== Extracted material ==
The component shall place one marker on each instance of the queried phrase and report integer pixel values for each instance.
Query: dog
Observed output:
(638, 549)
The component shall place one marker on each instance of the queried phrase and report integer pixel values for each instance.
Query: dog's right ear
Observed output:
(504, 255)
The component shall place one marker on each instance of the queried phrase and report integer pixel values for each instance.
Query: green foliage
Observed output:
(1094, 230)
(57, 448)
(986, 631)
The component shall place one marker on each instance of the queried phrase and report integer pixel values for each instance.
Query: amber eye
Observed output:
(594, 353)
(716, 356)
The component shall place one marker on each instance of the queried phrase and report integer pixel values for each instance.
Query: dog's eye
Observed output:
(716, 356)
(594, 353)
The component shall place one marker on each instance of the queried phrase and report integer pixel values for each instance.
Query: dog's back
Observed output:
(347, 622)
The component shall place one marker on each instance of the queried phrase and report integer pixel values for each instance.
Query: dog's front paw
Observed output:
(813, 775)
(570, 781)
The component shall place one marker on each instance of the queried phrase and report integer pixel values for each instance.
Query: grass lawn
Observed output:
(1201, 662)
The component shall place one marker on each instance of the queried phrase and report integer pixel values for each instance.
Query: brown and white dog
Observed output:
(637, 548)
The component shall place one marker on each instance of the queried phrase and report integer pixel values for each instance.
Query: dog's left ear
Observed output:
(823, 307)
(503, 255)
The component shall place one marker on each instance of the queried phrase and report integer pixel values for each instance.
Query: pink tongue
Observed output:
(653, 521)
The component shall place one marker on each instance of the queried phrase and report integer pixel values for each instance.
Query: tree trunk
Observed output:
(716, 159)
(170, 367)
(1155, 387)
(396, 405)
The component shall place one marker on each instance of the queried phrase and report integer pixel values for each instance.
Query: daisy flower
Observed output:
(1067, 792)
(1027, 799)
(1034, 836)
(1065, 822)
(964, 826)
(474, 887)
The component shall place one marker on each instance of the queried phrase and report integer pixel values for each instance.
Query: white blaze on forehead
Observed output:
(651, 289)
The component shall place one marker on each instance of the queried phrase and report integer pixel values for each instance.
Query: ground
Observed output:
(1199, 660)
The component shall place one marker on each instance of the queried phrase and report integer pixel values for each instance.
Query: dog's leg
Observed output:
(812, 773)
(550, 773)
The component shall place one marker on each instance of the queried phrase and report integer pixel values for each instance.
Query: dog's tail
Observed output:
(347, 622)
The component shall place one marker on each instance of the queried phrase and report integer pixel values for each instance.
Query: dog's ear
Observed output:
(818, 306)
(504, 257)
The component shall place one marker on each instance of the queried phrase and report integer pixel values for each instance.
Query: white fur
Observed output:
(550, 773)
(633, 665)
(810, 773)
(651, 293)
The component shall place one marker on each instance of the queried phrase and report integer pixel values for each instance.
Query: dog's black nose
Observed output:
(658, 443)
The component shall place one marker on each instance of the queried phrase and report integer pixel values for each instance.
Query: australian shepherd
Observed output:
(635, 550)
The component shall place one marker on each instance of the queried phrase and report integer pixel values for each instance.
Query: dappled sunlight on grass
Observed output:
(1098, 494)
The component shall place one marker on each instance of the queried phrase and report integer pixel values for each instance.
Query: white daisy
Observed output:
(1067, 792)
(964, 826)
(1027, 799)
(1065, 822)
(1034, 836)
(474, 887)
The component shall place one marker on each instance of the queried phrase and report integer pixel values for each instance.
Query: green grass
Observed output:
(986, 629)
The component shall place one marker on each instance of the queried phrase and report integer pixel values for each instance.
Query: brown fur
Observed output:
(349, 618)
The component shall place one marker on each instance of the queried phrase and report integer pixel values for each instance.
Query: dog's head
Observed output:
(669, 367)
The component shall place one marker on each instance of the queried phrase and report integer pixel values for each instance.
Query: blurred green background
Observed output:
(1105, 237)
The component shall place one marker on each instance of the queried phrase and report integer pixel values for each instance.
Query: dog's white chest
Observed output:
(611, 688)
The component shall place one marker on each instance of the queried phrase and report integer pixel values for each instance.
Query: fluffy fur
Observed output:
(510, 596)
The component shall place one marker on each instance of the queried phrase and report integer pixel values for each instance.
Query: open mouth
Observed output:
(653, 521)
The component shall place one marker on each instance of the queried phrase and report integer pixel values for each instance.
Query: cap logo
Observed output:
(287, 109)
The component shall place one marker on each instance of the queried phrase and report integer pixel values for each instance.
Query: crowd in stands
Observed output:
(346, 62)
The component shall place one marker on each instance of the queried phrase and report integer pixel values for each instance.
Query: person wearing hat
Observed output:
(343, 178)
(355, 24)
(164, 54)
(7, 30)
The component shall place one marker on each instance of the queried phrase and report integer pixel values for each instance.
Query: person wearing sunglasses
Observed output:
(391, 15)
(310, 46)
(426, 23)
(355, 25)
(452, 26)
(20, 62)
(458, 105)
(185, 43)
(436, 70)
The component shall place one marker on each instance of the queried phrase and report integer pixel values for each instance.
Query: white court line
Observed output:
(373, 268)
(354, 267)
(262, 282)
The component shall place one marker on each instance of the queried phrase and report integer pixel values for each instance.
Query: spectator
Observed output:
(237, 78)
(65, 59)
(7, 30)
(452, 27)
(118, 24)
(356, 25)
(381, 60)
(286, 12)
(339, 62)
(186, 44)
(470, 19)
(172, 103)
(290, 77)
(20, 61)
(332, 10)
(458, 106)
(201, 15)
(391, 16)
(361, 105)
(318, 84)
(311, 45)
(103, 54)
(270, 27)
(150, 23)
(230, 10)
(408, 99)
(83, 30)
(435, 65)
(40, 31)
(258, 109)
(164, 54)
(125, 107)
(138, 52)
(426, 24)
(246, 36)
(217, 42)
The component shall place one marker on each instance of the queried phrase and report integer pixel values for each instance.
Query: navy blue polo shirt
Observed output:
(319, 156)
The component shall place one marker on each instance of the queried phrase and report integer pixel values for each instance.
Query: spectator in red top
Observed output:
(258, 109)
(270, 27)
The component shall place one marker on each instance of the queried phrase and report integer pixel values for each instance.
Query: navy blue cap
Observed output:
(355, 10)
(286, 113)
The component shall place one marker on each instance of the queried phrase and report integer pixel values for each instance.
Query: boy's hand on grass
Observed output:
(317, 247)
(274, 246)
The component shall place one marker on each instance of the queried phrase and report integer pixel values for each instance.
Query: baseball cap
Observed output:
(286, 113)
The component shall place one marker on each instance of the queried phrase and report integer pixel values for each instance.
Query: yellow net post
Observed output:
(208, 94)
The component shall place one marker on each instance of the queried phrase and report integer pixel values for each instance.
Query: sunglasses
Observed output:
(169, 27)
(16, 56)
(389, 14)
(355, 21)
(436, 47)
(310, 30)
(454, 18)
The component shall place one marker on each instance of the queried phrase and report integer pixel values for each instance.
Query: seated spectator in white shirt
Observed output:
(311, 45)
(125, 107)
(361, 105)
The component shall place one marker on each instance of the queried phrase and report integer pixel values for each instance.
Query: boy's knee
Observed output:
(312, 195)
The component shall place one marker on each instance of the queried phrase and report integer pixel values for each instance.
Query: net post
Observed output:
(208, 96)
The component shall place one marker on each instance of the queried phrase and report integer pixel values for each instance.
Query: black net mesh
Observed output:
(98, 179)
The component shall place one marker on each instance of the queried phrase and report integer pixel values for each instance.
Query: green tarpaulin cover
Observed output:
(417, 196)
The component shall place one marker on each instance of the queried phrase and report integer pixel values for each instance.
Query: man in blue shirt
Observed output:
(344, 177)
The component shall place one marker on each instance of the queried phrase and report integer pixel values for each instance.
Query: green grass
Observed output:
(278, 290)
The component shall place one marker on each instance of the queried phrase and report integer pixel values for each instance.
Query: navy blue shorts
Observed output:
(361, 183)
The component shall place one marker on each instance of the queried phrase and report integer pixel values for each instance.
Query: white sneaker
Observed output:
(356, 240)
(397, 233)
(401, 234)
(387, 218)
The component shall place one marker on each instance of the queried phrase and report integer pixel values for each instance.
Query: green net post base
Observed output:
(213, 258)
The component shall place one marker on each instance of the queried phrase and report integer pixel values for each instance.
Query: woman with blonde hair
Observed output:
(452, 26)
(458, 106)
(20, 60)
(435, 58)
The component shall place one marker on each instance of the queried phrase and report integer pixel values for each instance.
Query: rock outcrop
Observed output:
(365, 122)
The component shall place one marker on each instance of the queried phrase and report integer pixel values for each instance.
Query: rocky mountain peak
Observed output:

== Problem requirements ==
Show every line in the records that contains the string "daisy".

== Written response ==
Query: daisy flower
Query: white daisy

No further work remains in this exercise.